Items from a data source
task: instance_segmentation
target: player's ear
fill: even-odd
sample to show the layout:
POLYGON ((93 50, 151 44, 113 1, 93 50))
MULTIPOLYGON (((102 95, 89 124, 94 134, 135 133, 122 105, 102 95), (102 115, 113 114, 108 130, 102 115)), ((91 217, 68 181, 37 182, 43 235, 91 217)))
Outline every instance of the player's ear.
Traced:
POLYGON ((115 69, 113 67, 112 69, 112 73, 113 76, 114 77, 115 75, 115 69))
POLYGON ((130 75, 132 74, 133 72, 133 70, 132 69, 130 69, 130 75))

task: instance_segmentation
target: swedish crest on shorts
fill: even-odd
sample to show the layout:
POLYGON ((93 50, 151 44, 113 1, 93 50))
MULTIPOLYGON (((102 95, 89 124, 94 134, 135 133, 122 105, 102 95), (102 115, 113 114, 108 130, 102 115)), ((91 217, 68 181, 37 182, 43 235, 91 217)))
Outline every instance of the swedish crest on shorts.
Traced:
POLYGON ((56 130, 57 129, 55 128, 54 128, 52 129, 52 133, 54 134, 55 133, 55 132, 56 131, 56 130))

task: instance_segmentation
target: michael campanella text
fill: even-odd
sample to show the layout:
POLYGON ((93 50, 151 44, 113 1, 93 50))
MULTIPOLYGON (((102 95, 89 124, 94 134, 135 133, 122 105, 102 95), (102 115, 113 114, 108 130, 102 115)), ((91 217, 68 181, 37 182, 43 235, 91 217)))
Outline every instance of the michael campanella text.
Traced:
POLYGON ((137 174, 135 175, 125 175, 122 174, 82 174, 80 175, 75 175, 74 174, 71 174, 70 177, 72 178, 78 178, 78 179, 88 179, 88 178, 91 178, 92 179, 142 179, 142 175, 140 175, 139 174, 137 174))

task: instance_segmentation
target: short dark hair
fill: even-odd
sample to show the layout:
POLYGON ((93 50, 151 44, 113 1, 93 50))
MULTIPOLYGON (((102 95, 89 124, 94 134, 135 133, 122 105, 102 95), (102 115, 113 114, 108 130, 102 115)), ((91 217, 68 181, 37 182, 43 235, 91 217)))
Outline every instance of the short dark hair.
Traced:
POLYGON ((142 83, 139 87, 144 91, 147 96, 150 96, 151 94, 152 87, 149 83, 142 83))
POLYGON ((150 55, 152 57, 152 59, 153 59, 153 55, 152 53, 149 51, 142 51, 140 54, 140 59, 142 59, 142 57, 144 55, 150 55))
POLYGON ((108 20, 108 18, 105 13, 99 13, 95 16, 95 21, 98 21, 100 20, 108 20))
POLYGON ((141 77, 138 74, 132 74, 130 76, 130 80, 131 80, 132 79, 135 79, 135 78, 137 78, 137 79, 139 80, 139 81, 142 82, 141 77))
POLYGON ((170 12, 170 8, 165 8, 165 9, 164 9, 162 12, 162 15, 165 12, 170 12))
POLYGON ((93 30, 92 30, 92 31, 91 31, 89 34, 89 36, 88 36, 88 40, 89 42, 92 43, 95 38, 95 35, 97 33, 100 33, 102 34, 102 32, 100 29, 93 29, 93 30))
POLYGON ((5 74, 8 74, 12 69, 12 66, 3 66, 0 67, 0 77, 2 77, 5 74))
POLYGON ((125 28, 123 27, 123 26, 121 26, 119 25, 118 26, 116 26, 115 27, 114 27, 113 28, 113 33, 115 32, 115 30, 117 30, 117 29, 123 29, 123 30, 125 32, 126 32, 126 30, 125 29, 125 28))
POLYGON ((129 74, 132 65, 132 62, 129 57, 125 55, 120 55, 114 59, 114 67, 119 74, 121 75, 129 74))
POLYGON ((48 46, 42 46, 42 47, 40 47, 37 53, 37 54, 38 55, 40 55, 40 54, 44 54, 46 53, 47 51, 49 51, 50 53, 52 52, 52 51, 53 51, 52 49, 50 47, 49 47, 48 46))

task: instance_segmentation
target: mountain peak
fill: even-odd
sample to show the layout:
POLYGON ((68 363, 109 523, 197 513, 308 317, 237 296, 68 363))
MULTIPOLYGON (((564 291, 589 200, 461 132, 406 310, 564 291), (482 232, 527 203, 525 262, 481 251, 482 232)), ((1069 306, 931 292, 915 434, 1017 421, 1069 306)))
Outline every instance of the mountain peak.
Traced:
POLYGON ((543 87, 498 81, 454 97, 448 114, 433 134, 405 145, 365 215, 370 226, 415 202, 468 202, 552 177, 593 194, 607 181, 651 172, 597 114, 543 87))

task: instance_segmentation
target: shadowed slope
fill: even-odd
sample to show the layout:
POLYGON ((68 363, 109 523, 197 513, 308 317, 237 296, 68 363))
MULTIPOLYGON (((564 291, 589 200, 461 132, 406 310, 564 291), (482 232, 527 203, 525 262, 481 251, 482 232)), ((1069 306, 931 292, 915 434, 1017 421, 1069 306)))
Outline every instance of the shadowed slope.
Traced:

* _Task instructions_:
Show the data once more, exactly as it was written.

* _Solution to the problem_:
task: instance_segmentation
target: player's ear
fill: even-odd
sample to show the layout:
POLYGON ((93 50, 151 44, 113 1, 93 50))
MULTIPOLYGON (((102 95, 89 124, 94 134, 135 133, 122 105, 102 95), (102 115, 113 114, 108 130, 102 115)), ((91 217, 68 181, 37 182, 43 235, 91 217)))
Outline every instance of the player's ear.
Traced:
POLYGON ((115 69, 113 67, 112 69, 112 73, 113 76, 114 77, 115 75, 115 69))
POLYGON ((130 75, 132 74, 133 72, 133 70, 132 69, 130 69, 130 75))

task: instance_segmentation
target: swedish crest on shorts
fill: even-odd
sample to show the layout:
POLYGON ((93 50, 151 44, 113 1, 93 50))
MULTIPOLYGON (((102 95, 89 124, 94 134, 135 133, 122 105, 102 95), (102 115, 113 114, 108 130, 102 115)), ((91 217, 68 181, 37 182, 43 235, 91 217)))
Outline every instance of the swedish crest on shorts.
Traced:
POLYGON ((56 130, 57 129, 55 128, 54 128, 52 129, 52 133, 54 134, 55 133, 55 132, 56 131, 56 130))

task: instance_segmentation
target: michael campanella text
fill: even-odd
sample to show the layout:
POLYGON ((93 50, 151 44, 113 1, 93 50))
MULTIPOLYGON (((102 95, 89 124, 94 134, 135 133, 122 105, 102 95), (102 115, 113 114, 108 130, 102 115)), ((91 217, 68 181, 37 182, 43 235, 91 217)))
Outline every instance of the michael campanella text.
Traced:
POLYGON ((137 174, 135 175, 125 175, 122 174, 82 174, 80 175, 75 175, 74 174, 71 174, 70 177, 72 178, 78 178, 78 179, 88 179, 88 178, 91 178, 92 179, 142 179, 142 175, 140 175, 139 174, 137 174))

task: instance_segmentation
target: short dark hair
fill: even-odd
sample to show the layout:
POLYGON ((93 50, 151 44, 113 1, 93 50))
MULTIPOLYGON (((102 95, 89 124, 94 134, 135 133, 122 105, 102 95), (102 115, 113 114, 108 130, 102 115)), ((91 217, 68 181, 37 182, 43 235, 91 217)))
Outline every instance of the short dark hair.
Traced:
POLYGON ((142 83, 139 87, 144 91, 147 96, 150 96, 151 94, 152 87, 149 83, 142 83))
POLYGON ((150 55, 152 57, 152 59, 153 59, 153 55, 152 53, 149 51, 142 51, 140 54, 140 59, 142 59, 142 57, 144 55, 150 55))
POLYGON ((108 20, 108 18, 105 13, 99 13, 95 16, 95 21, 98 21, 100 20, 108 20))
POLYGON ((141 77, 138 74, 132 74, 130 76, 130 80, 131 80, 132 79, 135 79, 135 78, 137 78, 137 79, 139 80, 139 81, 142 82, 141 77))
POLYGON ((170 12, 170 8, 165 8, 165 9, 164 9, 162 12, 162 15, 165 12, 170 12))
POLYGON ((93 30, 92 30, 92 31, 91 31, 89 34, 89 36, 88 36, 88 40, 89 42, 92 43, 95 38, 95 35, 97 33, 100 33, 102 34, 102 32, 100 29, 93 29, 93 30))
POLYGON ((5 74, 8 74, 12 69, 12 66, 3 66, 0 67, 0 77, 2 77, 5 74))
POLYGON ((125 28, 123 27, 123 26, 121 26, 119 25, 118 26, 116 26, 115 27, 114 27, 113 28, 113 33, 115 32, 115 30, 117 30, 117 29, 123 29, 123 30, 125 32, 126 32, 126 30, 125 29, 125 28))
POLYGON ((129 74, 132 65, 132 62, 129 57, 125 55, 120 55, 114 59, 114 67, 119 74, 121 75, 129 74))
POLYGON ((48 46, 42 46, 42 47, 40 47, 37 53, 37 54, 38 55, 40 55, 40 54, 44 54, 46 53, 47 51, 49 51, 50 53, 52 52, 52 51, 53 51, 52 49, 50 47, 49 47, 48 46))

task: instance_segmentation
target: mountain peak
fill: even-odd
sample to show the layout:
POLYGON ((68 363, 109 523, 197 513, 308 317, 237 296, 68 363))
MULTIPOLYGON (((564 291, 589 200, 461 132, 406 310, 564 291), (482 232, 527 203, 525 262, 481 251, 482 232)), ((1069 306, 931 292, 915 434, 1017 421, 1069 306)))
Outline every instance of the mountain peak.
Traced:
POLYGON ((543 87, 498 81, 454 97, 448 114, 433 134, 405 145, 365 215, 370 226, 415 202, 468 202, 552 177, 593 194, 607 181, 651 172, 597 114, 543 87))

task: instance_segmentation
target: shadowed slope
fill: even-odd
sample to show the layout:
POLYGON ((68 363, 109 523, 197 513, 308 317, 237 296, 68 363))
MULTIPOLYGON (((564 291, 589 200, 461 132, 406 310, 564 291), (482 232, 527 203, 525 262, 481 251, 482 232)), ((1069 306, 931 292, 915 434, 1017 421, 1069 306)))
Outline every instance of the shadowed slope.
Traced:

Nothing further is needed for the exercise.